**What to produce**
Although the data below contains pictures, please reproduce only its words, exactly.
====
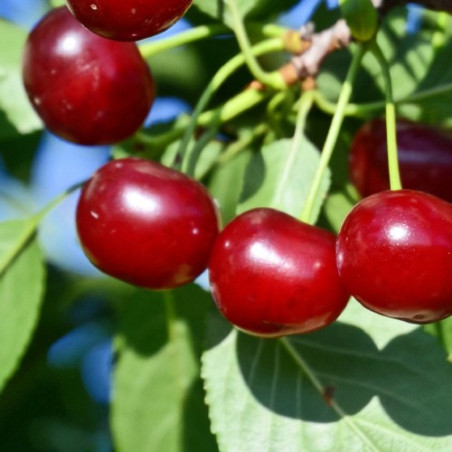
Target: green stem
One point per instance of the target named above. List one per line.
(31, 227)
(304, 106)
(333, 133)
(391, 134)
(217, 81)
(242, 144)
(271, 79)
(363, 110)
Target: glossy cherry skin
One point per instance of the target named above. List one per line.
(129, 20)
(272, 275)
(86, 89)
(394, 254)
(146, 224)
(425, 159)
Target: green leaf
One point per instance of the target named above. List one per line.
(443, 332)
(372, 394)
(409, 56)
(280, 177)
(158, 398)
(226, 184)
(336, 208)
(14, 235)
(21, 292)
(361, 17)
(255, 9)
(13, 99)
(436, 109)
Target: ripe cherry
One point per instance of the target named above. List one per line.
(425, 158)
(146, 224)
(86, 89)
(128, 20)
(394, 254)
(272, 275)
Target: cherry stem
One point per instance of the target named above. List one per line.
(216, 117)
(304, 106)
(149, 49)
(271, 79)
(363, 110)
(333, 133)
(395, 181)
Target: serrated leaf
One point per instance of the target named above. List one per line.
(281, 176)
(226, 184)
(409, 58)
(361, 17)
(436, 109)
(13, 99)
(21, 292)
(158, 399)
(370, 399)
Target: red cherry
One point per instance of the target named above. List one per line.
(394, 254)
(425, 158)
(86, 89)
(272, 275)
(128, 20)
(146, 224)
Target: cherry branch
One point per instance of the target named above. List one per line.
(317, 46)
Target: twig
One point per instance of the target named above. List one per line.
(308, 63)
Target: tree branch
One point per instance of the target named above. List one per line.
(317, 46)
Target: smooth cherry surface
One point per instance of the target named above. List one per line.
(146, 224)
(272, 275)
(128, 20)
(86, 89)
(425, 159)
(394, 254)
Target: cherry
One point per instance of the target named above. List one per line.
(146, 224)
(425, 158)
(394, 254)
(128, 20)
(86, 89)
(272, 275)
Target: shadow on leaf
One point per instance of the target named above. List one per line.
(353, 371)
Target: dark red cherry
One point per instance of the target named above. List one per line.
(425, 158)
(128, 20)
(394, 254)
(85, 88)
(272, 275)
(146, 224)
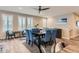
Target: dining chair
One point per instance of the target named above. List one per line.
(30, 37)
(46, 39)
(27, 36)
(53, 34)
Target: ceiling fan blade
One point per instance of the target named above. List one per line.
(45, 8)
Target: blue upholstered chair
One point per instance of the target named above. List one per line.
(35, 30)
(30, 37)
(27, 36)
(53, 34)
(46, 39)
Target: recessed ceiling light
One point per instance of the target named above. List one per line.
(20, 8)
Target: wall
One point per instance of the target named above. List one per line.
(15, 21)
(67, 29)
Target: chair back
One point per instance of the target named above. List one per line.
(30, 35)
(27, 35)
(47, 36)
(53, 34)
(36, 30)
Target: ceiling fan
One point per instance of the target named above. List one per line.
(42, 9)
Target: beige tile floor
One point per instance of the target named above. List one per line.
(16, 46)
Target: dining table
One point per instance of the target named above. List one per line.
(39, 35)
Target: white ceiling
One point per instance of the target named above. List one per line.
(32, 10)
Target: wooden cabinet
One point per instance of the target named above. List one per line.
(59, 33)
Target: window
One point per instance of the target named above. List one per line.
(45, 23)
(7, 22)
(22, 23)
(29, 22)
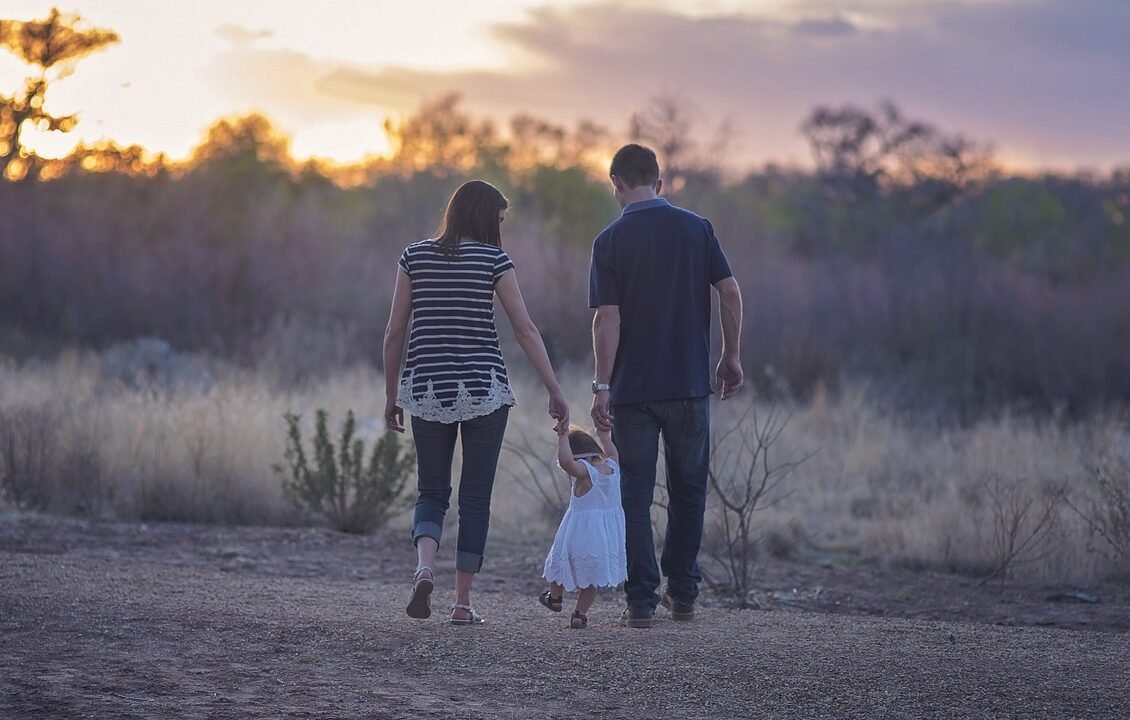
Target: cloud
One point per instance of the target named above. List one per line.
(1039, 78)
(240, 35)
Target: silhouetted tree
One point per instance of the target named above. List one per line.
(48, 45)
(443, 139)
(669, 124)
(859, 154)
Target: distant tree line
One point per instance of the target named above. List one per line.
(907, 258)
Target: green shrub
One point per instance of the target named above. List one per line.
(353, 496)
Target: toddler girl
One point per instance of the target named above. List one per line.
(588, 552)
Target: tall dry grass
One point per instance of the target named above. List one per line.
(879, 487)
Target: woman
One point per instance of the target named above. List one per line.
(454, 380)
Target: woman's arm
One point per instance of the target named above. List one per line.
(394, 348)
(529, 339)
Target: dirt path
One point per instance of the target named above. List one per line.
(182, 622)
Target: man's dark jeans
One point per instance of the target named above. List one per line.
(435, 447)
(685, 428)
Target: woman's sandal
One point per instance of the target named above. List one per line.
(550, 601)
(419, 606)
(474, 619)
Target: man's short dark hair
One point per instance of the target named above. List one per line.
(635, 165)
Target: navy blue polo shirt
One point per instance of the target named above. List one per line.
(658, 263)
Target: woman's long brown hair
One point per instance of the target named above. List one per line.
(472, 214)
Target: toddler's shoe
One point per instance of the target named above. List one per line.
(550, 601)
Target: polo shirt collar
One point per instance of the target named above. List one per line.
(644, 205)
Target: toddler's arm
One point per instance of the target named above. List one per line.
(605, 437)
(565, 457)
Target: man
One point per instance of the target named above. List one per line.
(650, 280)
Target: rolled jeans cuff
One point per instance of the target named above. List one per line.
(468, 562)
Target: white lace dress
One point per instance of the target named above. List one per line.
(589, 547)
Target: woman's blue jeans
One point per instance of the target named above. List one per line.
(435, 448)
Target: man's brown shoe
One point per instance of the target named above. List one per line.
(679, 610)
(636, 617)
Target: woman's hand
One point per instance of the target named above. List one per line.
====
**Response**
Target: green stem
One point per instance of the target named above. List one per line.
(31, 227)
(304, 106)
(333, 133)
(391, 134)
(217, 81)
(242, 144)
(271, 79)
(363, 110)
Target: glossy cherry skin
One point per instance of the target named above. List one per line.
(129, 20)
(272, 275)
(86, 89)
(394, 254)
(146, 224)
(425, 159)
Target: green leaf
One point per instance of the target named above. List one per line.
(443, 332)
(372, 394)
(409, 56)
(280, 177)
(158, 398)
(226, 184)
(336, 208)
(14, 235)
(21, 292)
(361, 17)
(255, 9)
(13, 99)
(436, 109)
Target: ripe cherry
One point per instance of the target named above. List one per line.
(425, 158)
(146, 224)
(86, 89)
(128, 20)
(394, 254)
(272, 275)
Target: cherry stem
One point per instance of the target named above. List one per line.
(216, 117)
(304, 106)
(149, 49)
(271, 79)
(363, 110)
(333, 133)
(395, 181)
Target: serrated leaf
One point per instance of the target named above. List one per line.
(281, 176)
(226, 184)
(409, 58)
(361, 17)
(436, 109)
(13, 99)
(21, 292)
(158, 399)
(370, 399)
Target: red cherry
One point per instance of the target named above. List one per line.
(394, 254)
(425, 158)
(86, 89)
(272, 275)
(128, 20)
(146, 224)
Target: cherry branch
One point per instance of the target named above. List one per line.
(317, 46)
Target: twig
One point per instance of the target named above. List one per line.
(308, 63)
Target: tree branch
One point per instance of the target named above. List one per line.
(317, 46)
Target: smooth cherry surface
One point per instance of the target named above. List one per line.
(146, 224)
(272, 275)
(128, 20)
(86, 89)
(425, 159)
(394, 254)
Target: cherry
One point per instance of the target named above. List one per line.
(146, 224)
(425, 158)
(394, 254)
(128, 20)
(86, 89)
(272, 275)
Target: shadow on leaf
One point per instance of the target named above. List one per line.
(353, 371)
Target: dark red cherry
One point per instance of the target named above. List one per line.
(425, 158)
(128, 20)
(394, 254)
(85, 88)
(272, 275)
(146, 224)
Target: dining chair
One point per instance of the target named above. List one per line.
(30, 37)
(46, 39)
(27, 36)
(53, 34)
Target: ceiling fan blade
One point per instance of the target named above. List one per line.
(45, 8)
Target: blue upholstered chair
One point per instance of the target named above. List one per line.
(35, 30)
(30, 37)
(27, 36)
(53, 34)
(46, 39)
Target: recessed ceiling light
One point per instance of the target named above. List one per line.
(20, 8)
Target: wall
One point per instance of the target named above. List one per line.
(15, 21)
(67, 29)
Target: chair back
One point per instance of the target named above. List one per line.
(30, 35)
(27, 35)
(47, 36)
(53, 34)
(36, 30)
Target: ceiling fan
One point per instance of the target named above. List one per line.
(42, 9)
Target: beige tile floor
One point per instance of the target named above. List one per line.
(16, 46)
Target: dining table
One point per instance of the target named above. List one per line.
(39, 35)
Target: white ceiling
One point per instance of the target named above. List one per line.
(32, 10)
Target: wooden cabinet
One point per instance of the target named above. List one per line.
(59, 33)
Target: window
One point per instance of the target named above. List one per line.
(45, 23)
(7, 22)
(22, 23)
(29, 22)
Target: cloud
One point per instance of the target named above. List one per line.
(1039, 78)
(240, 35)
Target: silhouetted tree
One point per instance of the target named above. List one per line.
(48, 45)
(443, 139)
(669, 124)
(859, 154)
Target: distant tree line
One point per instance of the target named above. List one per line.
(907, 258)
Target: green shrub
One point per instance of the target named above. List one per line.
(353, 496)
Target: toddler girl
One point per instance of the target named above. List one per line.
(588, 552)
Target: tall dry grass
One point per instance of the target named above. List one per line.
(879, 487)
Target: woman
One point per instance of the target named above. List one per line.
(454, 380)
Target: woman's arm
One point per instance of the target named above. List one per line.
(394, 348)
(529, 339)
Target: dirt path
One point per instance of the target named above. List one per line.
(182, 622)
Target: man's dark jeans
One point per instance of the target named above. List one per line.
(435, 447)
(685, 428)
Target: woman's sandal
One point per instance of the target named above. List one per line.
(550, 601)
(419, 606)
(474, 619)
Target: man's short dark hair
One point per instance of the target named above. List one per line.
(635, 165)
Target: navy blue polo shirt
One point per instance of the target named above. List one per line.
(658, 263)
Target: woman's long brown hair
One point per instance of the target named above. List one per line.
(472, 214)
Target: toddler's shoe
One point per instance of the target named above. List one per line.
(550, 601)
Target: polo shirt collar
One point per instance of the target named above. List one per line.
(644, 205)
Target: toddler's arm
One point per instance of the target named above. List one per line.
(605, 437)
(565, 457)
Target: man
One point per instance of the target named above. List one per line.
(650, 280)
Target: rolled jeans cuff
One point per instance of the target named above. List one per line.
(468, 562)
Target: white lace dress
One point per instance of the target named above. List one per line.
(589, 547)
Target: woman's blue jeans
One point per instance of the target named above. List one per line.
(435, 448)
Target: man's brown shoe
One point per instance of the target named above. List one per line.
(679, 610)
(636, 617)
Target: woman's hand
One point per instance of the target named above. List one per line.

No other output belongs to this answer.